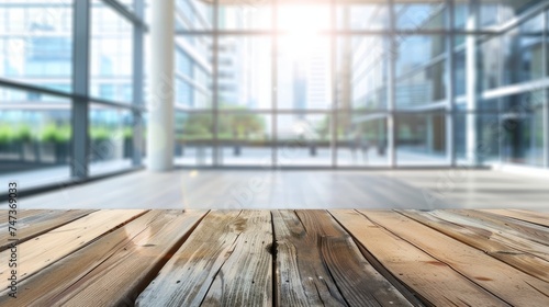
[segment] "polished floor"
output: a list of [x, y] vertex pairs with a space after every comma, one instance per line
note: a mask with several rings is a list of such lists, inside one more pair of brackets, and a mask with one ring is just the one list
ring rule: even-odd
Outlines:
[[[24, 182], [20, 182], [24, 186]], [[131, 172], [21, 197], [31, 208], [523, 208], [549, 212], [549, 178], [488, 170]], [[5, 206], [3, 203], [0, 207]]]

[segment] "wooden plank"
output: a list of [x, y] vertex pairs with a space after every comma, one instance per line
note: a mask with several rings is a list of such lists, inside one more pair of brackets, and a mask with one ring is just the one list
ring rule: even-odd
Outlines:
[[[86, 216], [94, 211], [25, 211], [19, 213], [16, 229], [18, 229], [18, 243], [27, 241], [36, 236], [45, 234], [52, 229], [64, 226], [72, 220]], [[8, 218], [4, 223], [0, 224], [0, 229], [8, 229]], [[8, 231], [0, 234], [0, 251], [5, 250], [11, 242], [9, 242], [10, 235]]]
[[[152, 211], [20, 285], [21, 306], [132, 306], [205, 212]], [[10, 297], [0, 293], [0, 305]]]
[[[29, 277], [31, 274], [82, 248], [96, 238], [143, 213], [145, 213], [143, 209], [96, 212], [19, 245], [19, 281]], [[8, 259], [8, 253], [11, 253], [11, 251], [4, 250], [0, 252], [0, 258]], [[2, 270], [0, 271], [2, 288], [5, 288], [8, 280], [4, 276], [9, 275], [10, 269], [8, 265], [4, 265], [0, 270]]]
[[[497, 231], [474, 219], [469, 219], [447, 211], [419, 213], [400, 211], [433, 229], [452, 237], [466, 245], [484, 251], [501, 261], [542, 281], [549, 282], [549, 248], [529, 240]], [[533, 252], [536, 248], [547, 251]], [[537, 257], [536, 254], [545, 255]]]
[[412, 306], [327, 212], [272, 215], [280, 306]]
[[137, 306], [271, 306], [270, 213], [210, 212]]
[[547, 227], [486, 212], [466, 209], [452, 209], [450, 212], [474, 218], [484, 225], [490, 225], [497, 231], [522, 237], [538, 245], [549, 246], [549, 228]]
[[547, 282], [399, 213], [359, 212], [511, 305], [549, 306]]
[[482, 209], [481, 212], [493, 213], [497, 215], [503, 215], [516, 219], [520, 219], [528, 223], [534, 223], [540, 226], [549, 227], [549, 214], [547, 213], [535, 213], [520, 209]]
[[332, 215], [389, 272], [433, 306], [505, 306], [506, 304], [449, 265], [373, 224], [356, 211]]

--

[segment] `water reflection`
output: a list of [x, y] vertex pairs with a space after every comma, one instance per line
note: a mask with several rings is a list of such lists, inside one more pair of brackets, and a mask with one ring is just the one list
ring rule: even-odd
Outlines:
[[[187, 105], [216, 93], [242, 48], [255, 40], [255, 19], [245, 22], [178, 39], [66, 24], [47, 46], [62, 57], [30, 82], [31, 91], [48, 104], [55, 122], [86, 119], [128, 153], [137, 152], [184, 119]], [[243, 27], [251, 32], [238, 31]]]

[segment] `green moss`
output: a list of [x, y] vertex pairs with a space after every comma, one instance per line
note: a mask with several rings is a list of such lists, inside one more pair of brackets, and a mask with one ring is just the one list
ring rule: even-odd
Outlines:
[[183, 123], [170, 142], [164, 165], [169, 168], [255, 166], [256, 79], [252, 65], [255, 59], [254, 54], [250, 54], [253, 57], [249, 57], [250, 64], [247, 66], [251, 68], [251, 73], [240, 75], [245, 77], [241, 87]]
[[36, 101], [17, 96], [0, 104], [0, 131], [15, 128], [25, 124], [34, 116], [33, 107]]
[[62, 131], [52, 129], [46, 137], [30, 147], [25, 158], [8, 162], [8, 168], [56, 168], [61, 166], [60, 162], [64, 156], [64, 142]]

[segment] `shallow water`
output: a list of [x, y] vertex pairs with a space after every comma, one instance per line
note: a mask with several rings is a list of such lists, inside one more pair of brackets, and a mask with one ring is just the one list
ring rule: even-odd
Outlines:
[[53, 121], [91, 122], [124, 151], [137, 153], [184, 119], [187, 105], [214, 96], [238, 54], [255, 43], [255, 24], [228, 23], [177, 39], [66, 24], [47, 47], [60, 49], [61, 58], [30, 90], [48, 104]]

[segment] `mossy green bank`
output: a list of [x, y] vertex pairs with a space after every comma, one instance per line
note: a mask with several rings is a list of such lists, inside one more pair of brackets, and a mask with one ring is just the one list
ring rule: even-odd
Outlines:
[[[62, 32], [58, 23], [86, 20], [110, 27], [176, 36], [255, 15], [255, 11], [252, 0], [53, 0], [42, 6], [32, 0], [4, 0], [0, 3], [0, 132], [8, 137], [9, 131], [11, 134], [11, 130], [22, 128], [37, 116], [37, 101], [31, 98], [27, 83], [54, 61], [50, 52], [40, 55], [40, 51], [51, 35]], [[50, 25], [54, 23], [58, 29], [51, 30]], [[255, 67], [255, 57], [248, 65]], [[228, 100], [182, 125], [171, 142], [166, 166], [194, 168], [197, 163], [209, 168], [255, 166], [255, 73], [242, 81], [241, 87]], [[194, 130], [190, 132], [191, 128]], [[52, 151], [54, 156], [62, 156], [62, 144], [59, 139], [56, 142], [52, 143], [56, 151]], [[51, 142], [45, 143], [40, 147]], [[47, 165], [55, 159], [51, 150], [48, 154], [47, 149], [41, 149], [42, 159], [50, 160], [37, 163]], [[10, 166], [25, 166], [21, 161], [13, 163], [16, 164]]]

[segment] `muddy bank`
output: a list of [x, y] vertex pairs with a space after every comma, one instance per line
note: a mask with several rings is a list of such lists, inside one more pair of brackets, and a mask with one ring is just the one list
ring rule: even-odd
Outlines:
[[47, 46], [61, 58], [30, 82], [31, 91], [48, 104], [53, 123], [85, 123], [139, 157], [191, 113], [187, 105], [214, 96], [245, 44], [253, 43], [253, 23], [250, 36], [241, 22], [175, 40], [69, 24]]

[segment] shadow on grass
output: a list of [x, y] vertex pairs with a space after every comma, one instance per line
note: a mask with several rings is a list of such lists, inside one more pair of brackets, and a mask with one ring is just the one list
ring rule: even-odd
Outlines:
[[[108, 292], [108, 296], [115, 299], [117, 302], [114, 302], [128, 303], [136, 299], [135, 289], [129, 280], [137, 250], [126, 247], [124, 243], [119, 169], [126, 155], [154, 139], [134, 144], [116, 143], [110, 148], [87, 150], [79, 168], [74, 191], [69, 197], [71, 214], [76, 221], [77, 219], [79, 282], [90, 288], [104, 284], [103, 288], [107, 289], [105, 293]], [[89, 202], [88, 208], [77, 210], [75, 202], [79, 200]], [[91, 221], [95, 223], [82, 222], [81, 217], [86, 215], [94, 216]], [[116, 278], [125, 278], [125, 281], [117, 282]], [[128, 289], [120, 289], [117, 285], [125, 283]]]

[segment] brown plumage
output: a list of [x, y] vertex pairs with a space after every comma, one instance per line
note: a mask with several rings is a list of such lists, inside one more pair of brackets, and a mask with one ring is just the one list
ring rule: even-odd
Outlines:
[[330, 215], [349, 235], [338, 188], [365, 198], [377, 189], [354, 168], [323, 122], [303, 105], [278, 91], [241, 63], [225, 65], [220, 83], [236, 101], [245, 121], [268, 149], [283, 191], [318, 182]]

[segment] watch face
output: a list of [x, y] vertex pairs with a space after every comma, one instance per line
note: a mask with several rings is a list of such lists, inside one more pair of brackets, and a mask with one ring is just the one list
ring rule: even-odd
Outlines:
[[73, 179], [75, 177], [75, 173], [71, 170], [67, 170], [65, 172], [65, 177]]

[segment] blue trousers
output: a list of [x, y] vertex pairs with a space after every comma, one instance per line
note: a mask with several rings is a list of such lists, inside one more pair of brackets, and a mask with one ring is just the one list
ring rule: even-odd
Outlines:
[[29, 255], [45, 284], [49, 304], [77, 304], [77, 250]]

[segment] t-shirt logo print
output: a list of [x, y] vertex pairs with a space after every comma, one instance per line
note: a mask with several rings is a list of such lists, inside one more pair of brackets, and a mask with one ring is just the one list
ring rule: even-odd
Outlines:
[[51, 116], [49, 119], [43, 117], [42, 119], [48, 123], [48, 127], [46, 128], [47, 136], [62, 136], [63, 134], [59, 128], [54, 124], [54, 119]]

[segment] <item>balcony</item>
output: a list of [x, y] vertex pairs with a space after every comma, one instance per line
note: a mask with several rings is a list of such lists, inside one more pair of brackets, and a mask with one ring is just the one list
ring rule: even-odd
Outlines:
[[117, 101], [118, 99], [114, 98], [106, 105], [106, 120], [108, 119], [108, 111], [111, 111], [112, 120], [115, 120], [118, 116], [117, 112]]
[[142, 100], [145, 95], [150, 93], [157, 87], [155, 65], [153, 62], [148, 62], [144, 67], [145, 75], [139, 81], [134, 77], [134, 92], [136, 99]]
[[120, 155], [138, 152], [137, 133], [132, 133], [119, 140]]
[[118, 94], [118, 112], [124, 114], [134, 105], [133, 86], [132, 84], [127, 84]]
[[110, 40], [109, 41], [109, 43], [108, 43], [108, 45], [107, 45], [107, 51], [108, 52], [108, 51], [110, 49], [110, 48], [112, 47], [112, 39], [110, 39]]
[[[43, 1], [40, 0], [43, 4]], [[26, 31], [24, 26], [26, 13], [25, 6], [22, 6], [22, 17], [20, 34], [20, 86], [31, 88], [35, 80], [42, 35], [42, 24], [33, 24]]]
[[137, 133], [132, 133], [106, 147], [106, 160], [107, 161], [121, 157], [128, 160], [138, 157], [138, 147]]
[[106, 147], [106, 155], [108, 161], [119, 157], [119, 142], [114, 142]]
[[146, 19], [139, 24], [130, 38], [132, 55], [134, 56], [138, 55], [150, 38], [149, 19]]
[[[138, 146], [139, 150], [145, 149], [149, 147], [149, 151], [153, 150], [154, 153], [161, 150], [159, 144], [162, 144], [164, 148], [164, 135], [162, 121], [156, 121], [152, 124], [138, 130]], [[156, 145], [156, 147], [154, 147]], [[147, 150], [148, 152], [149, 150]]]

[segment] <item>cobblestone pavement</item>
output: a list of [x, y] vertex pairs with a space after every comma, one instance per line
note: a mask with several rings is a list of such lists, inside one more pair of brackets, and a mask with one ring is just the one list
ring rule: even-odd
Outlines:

...

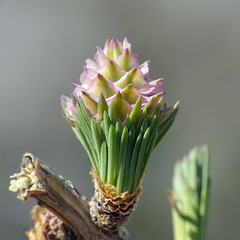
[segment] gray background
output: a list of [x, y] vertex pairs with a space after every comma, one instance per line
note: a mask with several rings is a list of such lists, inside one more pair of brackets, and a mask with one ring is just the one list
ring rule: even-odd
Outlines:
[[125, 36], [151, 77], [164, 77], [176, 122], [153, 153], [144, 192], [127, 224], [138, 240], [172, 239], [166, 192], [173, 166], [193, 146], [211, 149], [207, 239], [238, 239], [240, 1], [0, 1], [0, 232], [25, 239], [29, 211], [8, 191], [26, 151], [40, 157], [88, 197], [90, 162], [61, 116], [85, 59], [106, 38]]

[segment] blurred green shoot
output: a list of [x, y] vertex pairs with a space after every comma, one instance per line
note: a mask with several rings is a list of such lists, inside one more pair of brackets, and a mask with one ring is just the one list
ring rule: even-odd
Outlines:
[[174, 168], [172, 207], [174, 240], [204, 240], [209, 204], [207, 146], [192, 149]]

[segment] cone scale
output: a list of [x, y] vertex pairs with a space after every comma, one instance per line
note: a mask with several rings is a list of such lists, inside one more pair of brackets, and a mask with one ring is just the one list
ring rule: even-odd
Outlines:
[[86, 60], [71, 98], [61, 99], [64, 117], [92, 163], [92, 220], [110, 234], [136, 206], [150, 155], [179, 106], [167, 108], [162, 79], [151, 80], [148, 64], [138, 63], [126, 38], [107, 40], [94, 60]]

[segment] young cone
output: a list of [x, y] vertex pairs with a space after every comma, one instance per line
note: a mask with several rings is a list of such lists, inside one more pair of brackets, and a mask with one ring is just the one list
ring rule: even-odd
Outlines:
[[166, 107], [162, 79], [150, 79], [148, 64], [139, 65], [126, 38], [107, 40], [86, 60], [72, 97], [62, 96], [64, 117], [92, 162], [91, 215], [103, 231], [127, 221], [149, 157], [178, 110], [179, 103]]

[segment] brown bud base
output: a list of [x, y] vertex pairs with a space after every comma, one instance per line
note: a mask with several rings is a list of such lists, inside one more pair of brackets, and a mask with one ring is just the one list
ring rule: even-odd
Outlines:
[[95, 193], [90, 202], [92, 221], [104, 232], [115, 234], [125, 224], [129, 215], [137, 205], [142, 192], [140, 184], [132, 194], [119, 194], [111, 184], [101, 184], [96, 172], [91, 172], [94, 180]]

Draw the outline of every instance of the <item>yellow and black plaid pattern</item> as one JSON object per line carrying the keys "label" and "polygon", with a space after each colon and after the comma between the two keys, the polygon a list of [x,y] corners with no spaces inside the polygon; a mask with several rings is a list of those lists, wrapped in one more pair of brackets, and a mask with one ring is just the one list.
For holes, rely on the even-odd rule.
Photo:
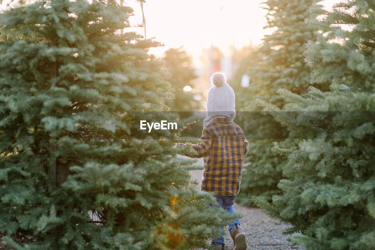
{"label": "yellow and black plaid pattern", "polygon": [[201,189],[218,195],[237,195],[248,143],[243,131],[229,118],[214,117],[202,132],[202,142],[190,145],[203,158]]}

[Description of the task] Repeat the entries from the line containing "[segment] <item>balcony</item>" through the line containing "152], [149, 150]]]", including both of those lines.

[Result]
[segment] <item>balcony</item>
output: a list of [x, y] vertex pairs with a space after every comma, one instance per line
note: a mask with several rings is a list of such lists, inside one more pair of brackets, and a mask with one ring is just the one list
ring rule: even-odd
Outlines:
[[117, 101], [118, 99], [114, 98], [106, 105], [106, 120], [108, 119], [108, 111], [111, 111], [112, 120], [115, 120], [118, 116], [117, 112]]
[[142, 100], [145, 95], [150, 93], [157, 87], [155, 65], [153, 62], [148, 62], [144, 67], [145, 75], [139, 81], [134, 77], [134, 92], [136, 99]]
[[120, 155], [138, 152], [137, 133], [132, 133], [119, 140]]
[[118, 94], [118, 112], [124, 114], [134, 105], [133, 86], [132, 84], [127, 84]]
[[110, 40], [109, 41], [109, 43], [108, 43], [108, 45], [107, 45], [107, 51], [108, 52], [108, 51], [110, 49], [110, 48], [112, 47], [112, 39], [110, 39]]
[[[43, 1], [40, 0], [43, 4]], [[26, 31], [24, 26], [26, 13], [25, 6], [22, 6], [22, 17], [20, 34], [20, 86], [31, 88], [35, 80], [42, 35], [42, 24], [33, 24]]]
[[137, 133], [132, 133], [106, 147], [106, 160], [107, 161], [121, 157], [128, 160], [138, 157], [138, 147]]
[[106, 147], [106, 155], [108, 161], [119, 157], [119, 142], [114, 142]]
[[146, 19], [139, 24], [130, 38], [132, 55], [134, 56], [138, 55], [150, 38], [149, 19]]
[[[138, 146], [139, 150], [145, 149], [149, 147], [149, 151], [153, 150], [154, 153], [161, 150], [159, 144], [162, 144], [164, 148], [164, 135], [162, 121], [156, 121], [152, 124], [138, 130]], [[156, 145], [156, 147], [154, 147]], [[147, 150], [148, 152], [149, 150]]]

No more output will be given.